**Things to do**
a) Rewrite the stretch of the book notes from "From 2009-2010, one" through "rich, moody illustrations.", using "hardcover" in place of "omnibus".
b) Continue the book notes after their final line.

**Selected excerpt**
###
Burial for a King by Rebecca Burns (Scribner. $25. 256 pp.)
Former Atlanta magazine editor in chief (and now its director if digital strategy) Rebecca Burns examines the week following the Rev. Martin Luther King Jr.’s assassination in Atlanta in this nimble, fresh take on Civil Rights-era history. With a nearly minute-by-minute breakdown of that week’s events, Burn’s book tells the story from a variety of perspectives, giving this chapter of King’s legacy a much deserved stereoscopic treatment. — WW

FUN
Dark Avengers by Brian Michael Bendis and Mike Deodato (Marvel, $49.95, 400 pp.)
From 2009-2010, one of Marvel’s most popular titles explored the outlandish premise that Norman Osborn (aka the Green Goblin) took control of America’s national security system and assembled a team of villains, psychopaths, and misguided good guys passed for heroes protecting the public good. This omnibus collection of Dark Avengers issues wraps a sharp critique of national security abuses within spectacular superpowered conflicts, embellished by Bendis’ snappy dialogue and Deodato’s rich, moody illustrations.
— CH


The Art of Fielding by Chad Harbach (Little, Brown and Company. $25.99. 528 pp.)
###
**Data segment**
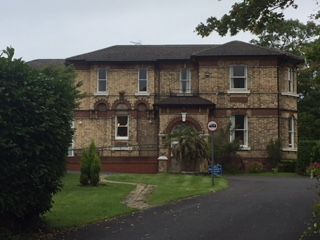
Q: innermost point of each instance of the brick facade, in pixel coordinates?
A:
(267, 104)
###
**Answers**
a)
From 2009-2010, one of Marvel’s most popular titles explored the outlandish premise that Norman Osborn (aka the Green Goblin) took control of America’s national security system and assembled a team of villains, psychopaths, and misguided good guys passed for heroes protecting the public good. This hardcover collection of Dark Avengers issues wraps a sharp critique of national security abuses within spectacular superpowered conflicts, embellished by Bendis’ snappy dialogue and Deodato’s rich, moody illustrations.

b)
Chad Harbach’s debut novel tells the story of Henry Fielding, a young Midwestern kid who might turn out to be the greatest shortstop in baseball history, and the university that takes him and hones his skills. That might sound like a classic old-fashioned story, which it is to some degree, but this page-turner explores baseball and campus life with expansive insight, not unlike Jonathan Franzen’s wide-angle social novels.
— WW

WEAR



FANCY
Sid Mashburn Oyster Shell Belt Buckle ($75)
We’d trust menswear-insider Sid Mashburn with just about any advice or tailoring he can offer at his eponymous local boutique, but this handcast brass oyster shell belt buckle speaks for itself. Beautiful enough to just look at on its own, the buckle has a sophisticated Southern charm. www.sidmashburn.com.
— WW


FUN
Streetela tees ($10-$20)
Local fashion upstart Streetela has tapped a number of local artists to design affordable shirts and bags. Wheat paste street artists the Paper Twins, conceptual artist Nikita Gale, Plastic Aztecs member Dorothy Stucki, and a number of others contribute vivid work to the new line. www.streetela.com.